**WHAT YOU WILL DO:**
Please give only the number of lines in the listing below that contain "jersey".

**EXERCISE DATA:**
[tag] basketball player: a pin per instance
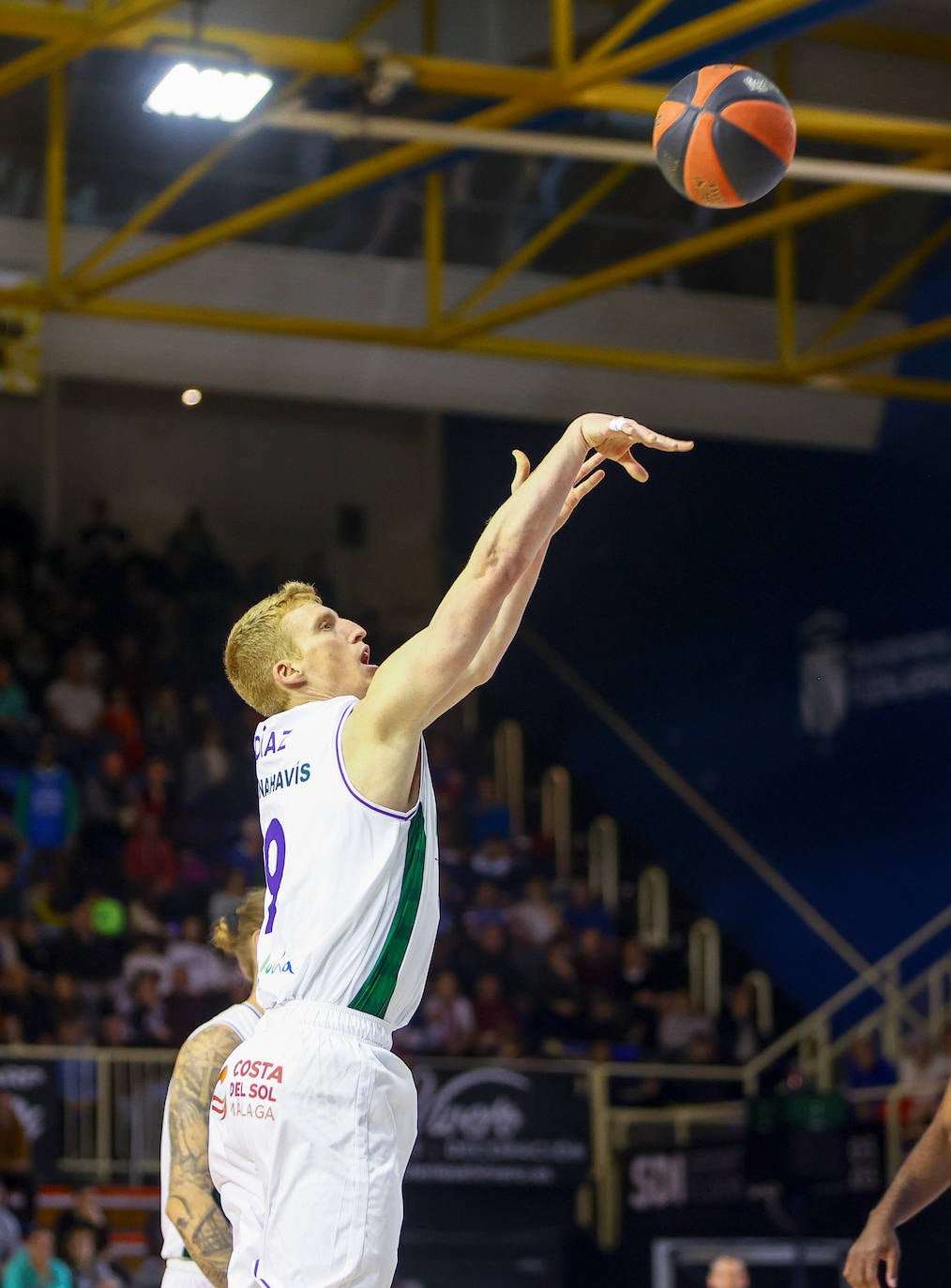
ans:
(196, 1238)
(923, 1176)
(309, 1152)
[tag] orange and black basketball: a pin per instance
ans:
(724, 135)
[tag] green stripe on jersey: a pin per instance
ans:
(378, 989)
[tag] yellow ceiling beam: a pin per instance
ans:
(197, 171)
(327, 188)
(55, 54)
(730, 21)
(882, 347)
(54, 187)
(540, 351)
(461, 78)
(713, 242)
(885, 285)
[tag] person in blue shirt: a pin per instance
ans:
(35, 1266)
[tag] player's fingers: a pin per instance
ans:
(634, 469)
(589, 464)
(892, 1266)
(661, 443)
(585, 486)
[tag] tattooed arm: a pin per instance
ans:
(192, 1207)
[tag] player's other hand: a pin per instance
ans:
(615, 437)
(585, 481)
(876, 1243)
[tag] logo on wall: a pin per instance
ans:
(838, 675)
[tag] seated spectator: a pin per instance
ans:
(737, 1029)
(922, 1078)
(14, 715)
(702, 1049)
(121, 722)
(536, 919)
(83, 1257)
(488, 908)
(226, 902)
(10, 1230)
(585, 911)
(74, 703)
(495, 861)
(47, 809)
(488, 815)
(679, 1023)
(35, 1266)
(145, 1018)
(150, 861)
(559, 1004)
(245, 854)
(867, 1068)
(596, 961)
(21, 998)
(488, 953)
(448, 1016)
(205, 970)
(496, 1020)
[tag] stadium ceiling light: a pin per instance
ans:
(207, 93)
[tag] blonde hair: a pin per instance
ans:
(240, 940)
(258, 640)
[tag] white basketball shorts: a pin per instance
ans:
(181, 1273)
(310, 1131)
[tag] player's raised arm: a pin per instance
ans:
(381, 738)
(191, 1205)
(923, 1176)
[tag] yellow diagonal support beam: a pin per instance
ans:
(421, 337)
(434, 245)
(562, 27)
(562, 222)
(327, 188)
(53, 55)
(713, 242)
(54, 193)
(881, 292)
(195, 172)
(730, 21)
(459, 78)
(621, 31)
(883, 347)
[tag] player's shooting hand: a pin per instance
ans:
(615, 437)
(878, 1242)
(585, 481)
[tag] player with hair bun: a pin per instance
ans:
(196, 1238)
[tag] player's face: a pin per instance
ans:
(334, 653)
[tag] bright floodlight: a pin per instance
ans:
(209, 94)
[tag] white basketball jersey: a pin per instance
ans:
(242, 1019)
(352, 903)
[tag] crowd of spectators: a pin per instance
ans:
(128, 825)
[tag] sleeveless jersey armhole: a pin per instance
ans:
(402, 816)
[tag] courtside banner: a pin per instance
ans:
(498, 1126)
(34, 1099)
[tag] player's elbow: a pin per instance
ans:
(503, 565)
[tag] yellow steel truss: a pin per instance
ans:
(581, 72)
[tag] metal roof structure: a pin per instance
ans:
(504, 117)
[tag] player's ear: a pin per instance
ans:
(288, 675)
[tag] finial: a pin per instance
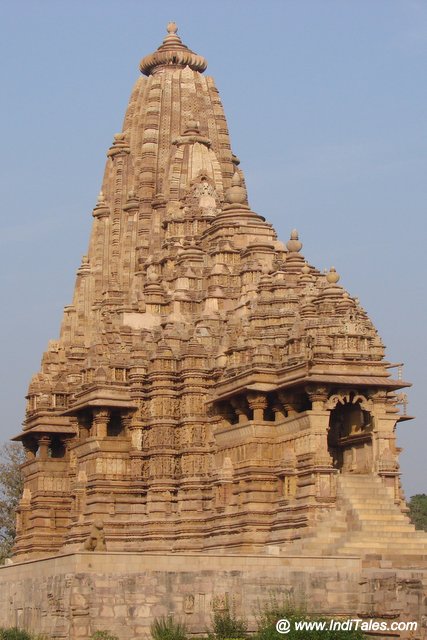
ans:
(236, 194)
(172, 53)
(172, 27)
(332, 276)
(294, 245)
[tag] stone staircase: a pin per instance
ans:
(366, 523)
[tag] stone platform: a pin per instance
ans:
(70, 596)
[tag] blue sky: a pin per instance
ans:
(326, 106)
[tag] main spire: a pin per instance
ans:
(201, 360)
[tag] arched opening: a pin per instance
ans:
(350, 437)
(115, 425)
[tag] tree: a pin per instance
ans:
(418, 510)
(11, 458)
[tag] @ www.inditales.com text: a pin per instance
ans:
(350, 624)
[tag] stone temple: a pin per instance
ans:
(217, 418)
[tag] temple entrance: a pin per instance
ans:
(350, 436)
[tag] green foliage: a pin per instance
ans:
(227, 625)
(418, 510)
(103, 635)
(285, 609)
(11, 458)
(165, 628)
(15, 634)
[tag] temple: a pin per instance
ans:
(210, 391)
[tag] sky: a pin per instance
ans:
(326, 107)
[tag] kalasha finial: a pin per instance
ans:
(332, 276)
(294, 245)
(236, 194)
(171, 54)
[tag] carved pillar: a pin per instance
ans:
(257, 403)
(44, 444)
(84, 423)
(100, 422)
(319, 418)
(279, 410)
(291, 402)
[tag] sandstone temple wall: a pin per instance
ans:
(71, 596)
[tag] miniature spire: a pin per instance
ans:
(294, 245)
(172, 53)
(332, 276)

**EXERCISE RESPONSE:**
3